Exercise — With the pictures omitted, write out all of the listing exactly.

§

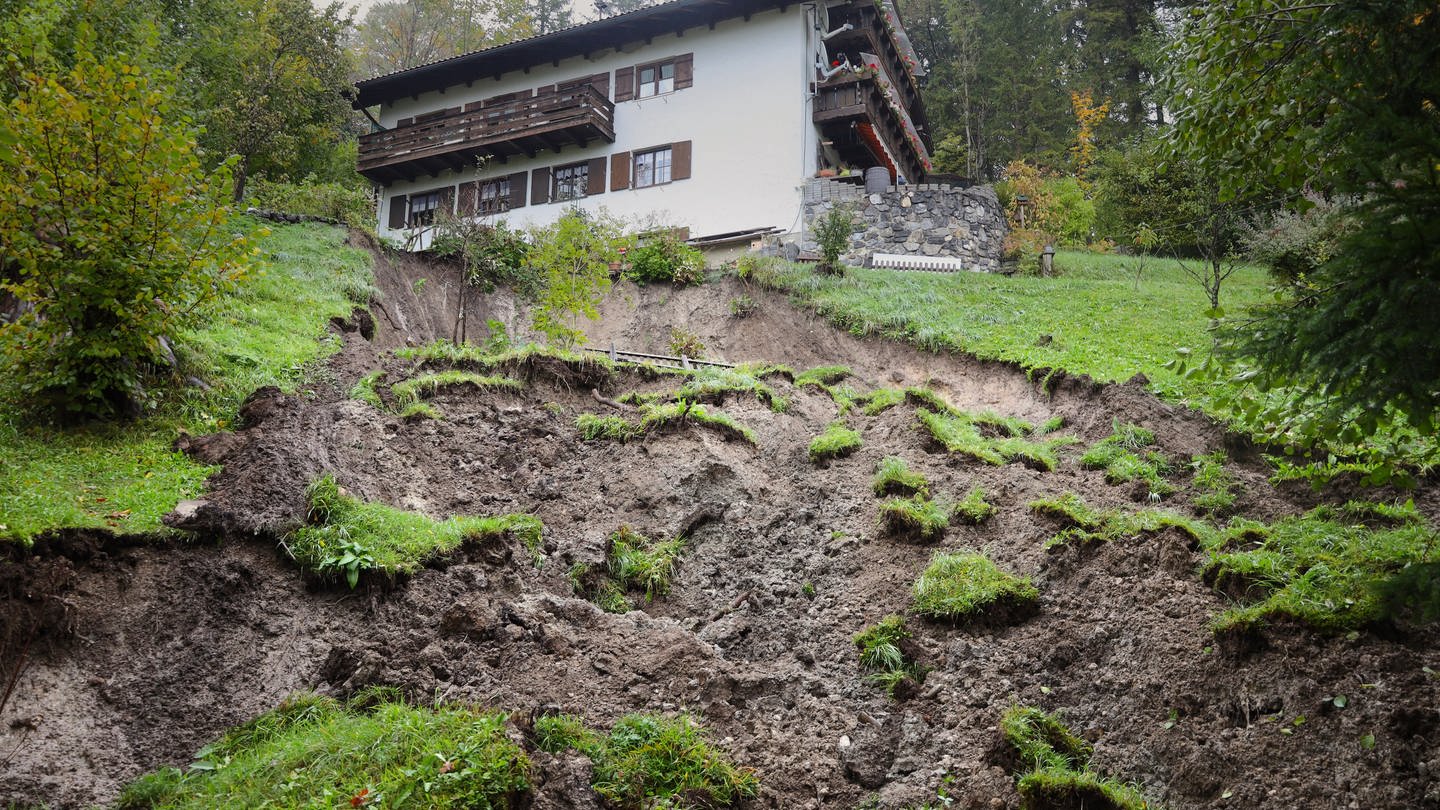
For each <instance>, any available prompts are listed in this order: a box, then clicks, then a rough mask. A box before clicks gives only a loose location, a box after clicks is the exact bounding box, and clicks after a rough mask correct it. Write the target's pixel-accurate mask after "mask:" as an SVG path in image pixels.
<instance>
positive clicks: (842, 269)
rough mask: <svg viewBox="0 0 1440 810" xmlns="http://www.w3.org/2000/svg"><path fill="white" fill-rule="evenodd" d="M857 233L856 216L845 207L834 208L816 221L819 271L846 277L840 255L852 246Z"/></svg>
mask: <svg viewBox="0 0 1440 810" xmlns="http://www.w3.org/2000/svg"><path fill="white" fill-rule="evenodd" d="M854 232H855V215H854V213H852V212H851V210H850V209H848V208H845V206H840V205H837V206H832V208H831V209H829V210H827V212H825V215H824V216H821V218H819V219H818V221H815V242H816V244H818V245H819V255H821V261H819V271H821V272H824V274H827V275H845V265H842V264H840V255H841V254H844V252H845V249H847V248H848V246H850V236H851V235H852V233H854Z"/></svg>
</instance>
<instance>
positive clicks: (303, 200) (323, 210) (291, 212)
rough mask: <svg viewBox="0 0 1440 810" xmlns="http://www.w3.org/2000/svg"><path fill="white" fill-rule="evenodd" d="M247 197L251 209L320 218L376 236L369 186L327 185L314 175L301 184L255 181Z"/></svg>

§

Problem solution —
For each <instance>, any available prompts are listed in this order: a box, then clicks, then a rough mask. A box before clicks gives only a loose location, a box after clicks is the exact bounding box, and clicks after a rough mask correct it. Write the target's pixel-accurate mask after "mask:" as an SVG path in image pixels.
<instance>
positive clicks: (842, 269)
rough mask: <svg viewBox="0 0 1440 810" xmlns="http://www.w3.org/2000/svg"><path fill="white" fill-rule="evenodd" d="M857 233L856 216L845 207L834 208L816 221L819 271L846 277L840 255L852 246Z"/></svg>
mask: <svg viewBox="0 0 1440 810" xmlns="http://www.w3.org/2000/svg"><path fill="white" fill-rule="evenodd" d="M854 232H855V215H854V213H852V212H851V210H850V209H848V208H845V206H840V205H837V206H832V208H831V209H829V210H827V212H825V215H824V216H821V218H819V219H818V221H815V242H816V244H818V245H819V255H821V261H819V271H821V272H824V274H827V275H845V265H842V264H840V255H841V254H844V252H845V249H847V248H848V246H850V236H851V235H852V233H854Z"/></svg>
</instance>
<instance>
positive clicks: (303, 200) (323, 210) (291, 212)
rough mask: <svg viewBox="0 0 1440 810" xmlns="http://www.w3.org/2000/svg"><path fill="white" fill-rule="evenodd" d="M247 197L251 209L320 218L376 236L369 186L327 185L314 175L301 184L255 181Z"/></svg>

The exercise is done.